Textauszug:
::::
Deutschlandweit gehen die Bewerberzahlen für den Dienst als Richter und Staatsanwalt in den letzten Jahren zurück. Ganze Einstellungsrunden, in denen geeignete Kandidaten hätten ausgewählt werden sollen, kamen gar nicht erst zustande, da es an Bewerbungen fehlte. Und das, obwohl in den nächsten zehn Jahren vier von zehn Richtern und Staatsanwälten in den Ruhestand gehen werden!
Wird auf die Pensionierungswelle reagiert? Nur scheinbar. »Rechtsstaats-Pakt steht: 2000 neue Staatsanwälte und Richter« titelte die Westdeutsche Allgemeine Zeitung am 31. Januar 2019.8 2000 neue Stellen! Toll! Leider vergaß die WAZ zu erwähnen, dass sich keine Bewerber für diese Stellen finden, noch nicht einmal für die bereits bestehenden Stellen. Aber es klingt schon mal gut: »2000 neue Stellen« geschaffen. Das können Sie auch! Überraschen Sie doch mal Ihre bessere Hälfte und sagen in großzügigem Ton: »Schatz, ich habe lange nachgedacht. Du bist überlastet. Kochen, waschen, staubsaugen, Badezimmer und Fenster putzen. Ich habe drei neue Stellen geschaffen: drei Haushaltshilfen. Die übernehmen das alles und entlasten dich! Die Stellen sind bereits fest im Budget eingeplant. Wir müssen nur noch geeignete Bewerber finden. Die Ausschreibung läuft. Kennst du jemanden, der für 2,50 Euro Stundenlohn arbeitet?«
Selbst eine Million neue Stellen helfen nicht, wenn noch nicht mal die bisher bestehenden Stellen besetzt werden können, weil es an geeigneten Bewerbern fehlt. Statt nunmehr die Bezahlung zu erhöhen, um auf diese Weise mehr qualifizierten Bewerbern einen größeren Anreiz zu bieten, schlagen die Justizministerien einen anderen Weg ein. Nordrhein-Westfalen setzte die Einstellungsvoraussetzungen für Richter herab. Früher war die Zeugnisnote »vollbefriedigend«9 im Zweiten Staatsexamen Voraussetzung für den Eintritt in den Richterdienst – übrigens auch für den Beruf des Staatsanwalts. Juristen, die diese Zeugnisnote erzielen, zählen auch heute noch zu den besten 20 Prozent der Juristen ihres Jahrgangs. Auf diese Qualifikation verzichtete das Justizministerium Nordrhein-Westfalen und setzte die erforderliche Notenstufe schrittweise herab, um mehr Bewerber für den Richterdienst zu gewinnen. Bereits am 18. Februar 2015 berichtete der Direktor des Amtsgerichts Bielefeld, Jens Gnisa, in der Frankfurter Allgemeinen Zeitung, dass im Bezirk des Oberlandesgerichts Hamm die Einstellungshürde auf ein glattes »Befriedigend« abgesenkt worden sei.10 Das ist eine Absenkung um eine volle Notenstufe.
::::
Extrahierte Einträge:
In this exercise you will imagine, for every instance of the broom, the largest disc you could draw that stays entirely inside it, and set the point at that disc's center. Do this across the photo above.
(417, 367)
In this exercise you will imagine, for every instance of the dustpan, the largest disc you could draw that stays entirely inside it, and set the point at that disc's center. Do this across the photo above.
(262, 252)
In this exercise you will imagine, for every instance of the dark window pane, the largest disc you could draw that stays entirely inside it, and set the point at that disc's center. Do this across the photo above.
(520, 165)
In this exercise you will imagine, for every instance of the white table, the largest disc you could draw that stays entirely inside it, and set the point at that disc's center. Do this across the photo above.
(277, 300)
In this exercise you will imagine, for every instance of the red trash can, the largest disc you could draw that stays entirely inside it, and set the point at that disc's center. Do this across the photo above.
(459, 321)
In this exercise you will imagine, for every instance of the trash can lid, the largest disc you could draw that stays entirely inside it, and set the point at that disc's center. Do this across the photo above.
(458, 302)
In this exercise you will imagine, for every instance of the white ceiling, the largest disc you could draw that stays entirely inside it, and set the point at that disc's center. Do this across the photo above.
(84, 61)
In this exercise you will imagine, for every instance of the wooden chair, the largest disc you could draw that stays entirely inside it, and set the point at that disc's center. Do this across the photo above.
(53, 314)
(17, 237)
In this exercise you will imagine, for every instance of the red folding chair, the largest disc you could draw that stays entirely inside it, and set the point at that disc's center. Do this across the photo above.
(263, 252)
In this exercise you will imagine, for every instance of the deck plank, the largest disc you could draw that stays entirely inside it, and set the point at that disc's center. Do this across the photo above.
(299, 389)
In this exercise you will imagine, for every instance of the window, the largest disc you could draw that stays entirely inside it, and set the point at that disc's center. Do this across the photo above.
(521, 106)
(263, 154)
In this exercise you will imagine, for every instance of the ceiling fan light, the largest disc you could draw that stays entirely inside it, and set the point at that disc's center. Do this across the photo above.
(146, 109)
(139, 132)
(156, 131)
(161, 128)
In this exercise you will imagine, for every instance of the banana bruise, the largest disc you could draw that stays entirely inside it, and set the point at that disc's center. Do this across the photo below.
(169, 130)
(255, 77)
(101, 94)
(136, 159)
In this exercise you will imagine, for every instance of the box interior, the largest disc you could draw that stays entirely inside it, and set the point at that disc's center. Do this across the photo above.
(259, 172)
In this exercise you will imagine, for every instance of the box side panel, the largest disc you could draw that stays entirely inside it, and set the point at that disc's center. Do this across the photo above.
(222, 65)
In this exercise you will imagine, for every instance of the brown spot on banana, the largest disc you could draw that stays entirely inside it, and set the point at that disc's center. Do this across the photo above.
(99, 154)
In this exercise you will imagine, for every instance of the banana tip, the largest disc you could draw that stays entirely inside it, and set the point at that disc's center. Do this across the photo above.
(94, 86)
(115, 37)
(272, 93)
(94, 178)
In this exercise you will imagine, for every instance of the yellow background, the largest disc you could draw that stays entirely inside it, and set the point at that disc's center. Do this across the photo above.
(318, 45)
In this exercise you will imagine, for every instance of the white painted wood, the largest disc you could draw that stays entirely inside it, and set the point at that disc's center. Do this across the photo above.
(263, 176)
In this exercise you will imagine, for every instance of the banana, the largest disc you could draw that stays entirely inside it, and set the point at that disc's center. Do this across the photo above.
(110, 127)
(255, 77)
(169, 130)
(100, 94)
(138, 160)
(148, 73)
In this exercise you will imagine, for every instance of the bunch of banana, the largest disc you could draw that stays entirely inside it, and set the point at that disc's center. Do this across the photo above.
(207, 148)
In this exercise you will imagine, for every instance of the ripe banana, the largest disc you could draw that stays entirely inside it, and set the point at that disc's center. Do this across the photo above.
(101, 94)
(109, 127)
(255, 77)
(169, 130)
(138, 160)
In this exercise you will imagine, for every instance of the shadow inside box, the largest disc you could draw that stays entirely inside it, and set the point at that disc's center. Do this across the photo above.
::::
Die Aufgaben:
- 1) Fasse bitte den Absatz aus dem Textauszug zum Bewerbermangel in der Justiz, der mit »Selbst eine Million neue Stellen« beginnt, als Stichpunktliste zusammen. Die wesentlichen Fakten sollen erhalten bleiben.
- 2) Führe den Textauszug zum Bewerbermangel in der Justiz nach seinem letzten Satz weiter.

Antworten je Aufgabe:
- 1)
- Zusätzliche Stellen helfen nicht, solange schon die bestehenden mangels geeigneter Bewerber unbesetzt bleiben.
- Statt die Bezahlung zu erhöhen und so mehr qualifizierte Bewerber anzulocken, schlagen die Justizministerien einen anderen Weg ein.
- Nordrhein-Westfalen hat die Einstellungsvoraussetzungen für Richter herabgesetzt.
- Früher war im Zweiten Staatsexamen die Note »vollbefriedigend« Voraussetzung für den Richterdienst und auch für den Beruf des Staatsanwalts.
- Wer diese Note erreicht, zählt noch heute zu den besten 20 Prozent seines Jahrgangs.
- Das Justizministerium Nordrhein-Westfalen senkte die geforderte Notenstufe schrittweise, um mehr Bewerber zu gewinnen.
- Laut Jens Gnisa, Direktor des Amtsgerichts Bielefeld, wurde die Einstellungshürde im Bezirk des Oberlandesgerichts Hamm auf ein glattes »Befriedigend« abgesenkt. Das berichtete er am 18. Februar 2015 in der Frankfurter Allgemeinen Zeitung.
- Das entspricht einer Absenkung um eine volle Notenstufe.

- 2)
In den anderen Bundesländern sieht es nicht rosiger aus: In Berlin mussten im Jahr 2008 sogar noch zwei Prädikatsexamina, das heißt in jeder juristischen Staatsprüfung die Note »vollbefriedigend« erzielt werden, um sich für ein Richteramt bewerben zu können. Mittlerweile genügt die Note »befriedigend« in beiden juristischen Staatsprüfungen.11
Auch in Bayern ist seit einigen Jahren in der dort allein maßgeblichen zweiten juristischen Staatsprüfung die Note »vollbefriedigend« nicht mehr erforderlich, um sich für das Richteramt zu bewerben, die Note »befriedigend« genügt.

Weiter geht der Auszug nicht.